The problem: Extract each line of the data below exactly as written.

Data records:
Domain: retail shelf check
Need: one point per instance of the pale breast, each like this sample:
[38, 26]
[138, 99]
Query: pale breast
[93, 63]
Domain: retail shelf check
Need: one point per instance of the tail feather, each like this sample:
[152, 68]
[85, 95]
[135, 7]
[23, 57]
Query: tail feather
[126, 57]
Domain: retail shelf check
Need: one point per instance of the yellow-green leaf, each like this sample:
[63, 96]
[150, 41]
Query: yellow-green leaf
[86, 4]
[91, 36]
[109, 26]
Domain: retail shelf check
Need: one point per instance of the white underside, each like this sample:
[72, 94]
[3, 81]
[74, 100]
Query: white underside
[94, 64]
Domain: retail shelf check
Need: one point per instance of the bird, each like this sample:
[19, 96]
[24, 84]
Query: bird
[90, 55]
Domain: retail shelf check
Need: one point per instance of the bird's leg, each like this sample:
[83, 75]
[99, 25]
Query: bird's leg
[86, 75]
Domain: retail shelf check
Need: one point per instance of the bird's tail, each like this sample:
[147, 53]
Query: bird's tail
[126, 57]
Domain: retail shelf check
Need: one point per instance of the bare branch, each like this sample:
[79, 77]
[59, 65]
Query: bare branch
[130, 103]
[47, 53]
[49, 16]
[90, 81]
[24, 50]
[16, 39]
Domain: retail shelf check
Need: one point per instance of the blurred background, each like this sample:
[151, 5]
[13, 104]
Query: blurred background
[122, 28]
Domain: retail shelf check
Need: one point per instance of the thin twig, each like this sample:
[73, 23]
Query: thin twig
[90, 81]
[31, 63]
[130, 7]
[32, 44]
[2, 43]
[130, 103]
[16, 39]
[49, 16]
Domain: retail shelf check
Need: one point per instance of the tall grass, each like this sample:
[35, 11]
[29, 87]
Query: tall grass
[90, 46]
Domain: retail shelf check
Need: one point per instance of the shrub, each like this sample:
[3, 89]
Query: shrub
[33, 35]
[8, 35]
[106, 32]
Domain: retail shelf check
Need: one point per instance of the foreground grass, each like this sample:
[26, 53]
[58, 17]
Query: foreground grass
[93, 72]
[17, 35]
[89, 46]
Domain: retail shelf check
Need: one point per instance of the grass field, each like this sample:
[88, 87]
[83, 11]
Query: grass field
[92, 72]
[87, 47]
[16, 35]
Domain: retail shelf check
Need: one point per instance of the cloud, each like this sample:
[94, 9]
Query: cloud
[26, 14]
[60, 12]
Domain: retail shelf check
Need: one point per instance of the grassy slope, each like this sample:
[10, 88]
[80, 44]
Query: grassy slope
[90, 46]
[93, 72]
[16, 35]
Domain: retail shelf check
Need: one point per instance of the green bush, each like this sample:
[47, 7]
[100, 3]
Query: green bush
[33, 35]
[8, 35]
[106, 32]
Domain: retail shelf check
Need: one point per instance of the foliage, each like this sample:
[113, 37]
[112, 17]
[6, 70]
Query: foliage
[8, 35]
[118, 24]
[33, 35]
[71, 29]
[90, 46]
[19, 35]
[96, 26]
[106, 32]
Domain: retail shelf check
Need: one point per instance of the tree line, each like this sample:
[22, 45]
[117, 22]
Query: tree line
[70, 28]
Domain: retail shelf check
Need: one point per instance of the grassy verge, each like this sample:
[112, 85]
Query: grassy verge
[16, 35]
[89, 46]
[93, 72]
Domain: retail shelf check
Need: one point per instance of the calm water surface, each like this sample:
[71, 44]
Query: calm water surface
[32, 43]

Expected output:
Domain: retail shelf check
Need: one point per instance of the pale breast, each like this sample:
[38, 26]
[138, 99]
Query: pale breast
[93, 63]
Domain: retail shelf check
Need: one point per instance of the tail feather, each like this sample:
[152, 68]
[85, 95]
[135, 7]
[23, 57]
Query: tail feather
[126, 57]
Domain: retail shelf check
Need: one point per instance of the yellow-green leaf, each like this sample:
[63, 96]
[150, 41]
Query: yellow-green leaf
[86, 4]
[91, 36]
[109, 26]
Domain: retail shelf check
Need: one point per instance of the white underside, each like this sample:
[72, 94]
[3, 81]
[74, 100]
Query: white underside
[94, 64]
Domain: retail shelf check
Need: one point per instance of the bird, each like this sample:
[19, 96]
[24, 84]
Query: bird
[90, 55]
Domain: retail shelf check
Need: one point per instance of the bird's leg, each like this sample:
[83, 75]
[99, 25]
Query: bird's leg
[86, 75]
Domain: retail shelf check
Need: one point per instance of the bird's tail, each like this sample:
[147, 53]
Query: bird's tail
[126, 57]
Domain: retail shelf check
Need: one point per instance of the bare branch, each like this sample:
[79, 77]
[59, 65]
Query: bare branch
[130, 103]
[47, 53]
[49, 16]
[90, 81]
[24, 50]
[16, 39]
Domain: retail shelf check
Need: one point per instance of the blurred background, each like this sample:
[151, 5]
[13, 104]
Query: blurred background
[122, 28]
Domain: retail shelf check
Need: one point per instance of the thin twig, each like this sample:
[73, 23]
Query: thin twig
[90, 81]
[31, 63]
[130, 7]
[32, 44]
[2, 43]
[130, 103]
[16, 39]
[49, 16]
Domain: retail shelf check
Need: one point per instance of the tall grass, each like this sample:
[35, 11]
[29, 87]
Query: tall grass
[90, 46]
Domain: retail shelf check
Need: one point per instance of the shrub, each like this sample:
[3, 89]
Query: shrub
[33, 35]
[8, 35]
[106, 32]
Domain: retail shelf check
Need: one point per instance of the foreground grass, each like this sample:
[26, 53]
[58, 17]
Query: foreground grass
[93, 72]
[17, 35]
[89, 46]
Domain: retail shelf check
Need: one point per instance of the grass field, each like this sample:
[88, 87]
[83, 11]
Query: grass field
[92, 72]
[87, 47]
[16, 35]
Domain: retail shelf check
Need: one point per instance of the cloud, each like this sample:
[94, 9]
Query: cloud
[26, 14]
[60, 12]
Domain: retail shelf check
Need: one point per instance of the grassy slope, each like this sample:
[10, 88]
[80, 44]
Query: grassy slope
[90, 46]
[93, 72]
[16, 35]
Domain: retail shelf check
Need: one point per instance of the green bush, each like this sample:
[47, 7]
[100, 3]
Query: green bush
[33, 35]
[8, 35]
[106, 32]
Domain: retail shelf check
Need: one point per instance of the foliage, each like this sample:
[113, 37]
[112, 17]
[6, 70]
Query: foliage
[8, 35]
[118, 24]
[33, 35]
[71, 29]
[90, 46]
[19, 35]
[96, 26]
[106, 32]
Domain: retail shelf check
Need: one point per instance of the tree line, each like this sample:
[22, 45]
[117, 22]
Query: tree line
[70, 28]
Domain: retail shelf check
Need: one point per instance of the grassy verge, each like this sample:
[112, 85]
Query: grassy verge
[16, 35]
[89, 46]
[93, 72]
Domain: retail shelf check
Need: one point per instance of the calm water surface, each like this sample:
[71, 44]
Query: calm water surface
[32, 43]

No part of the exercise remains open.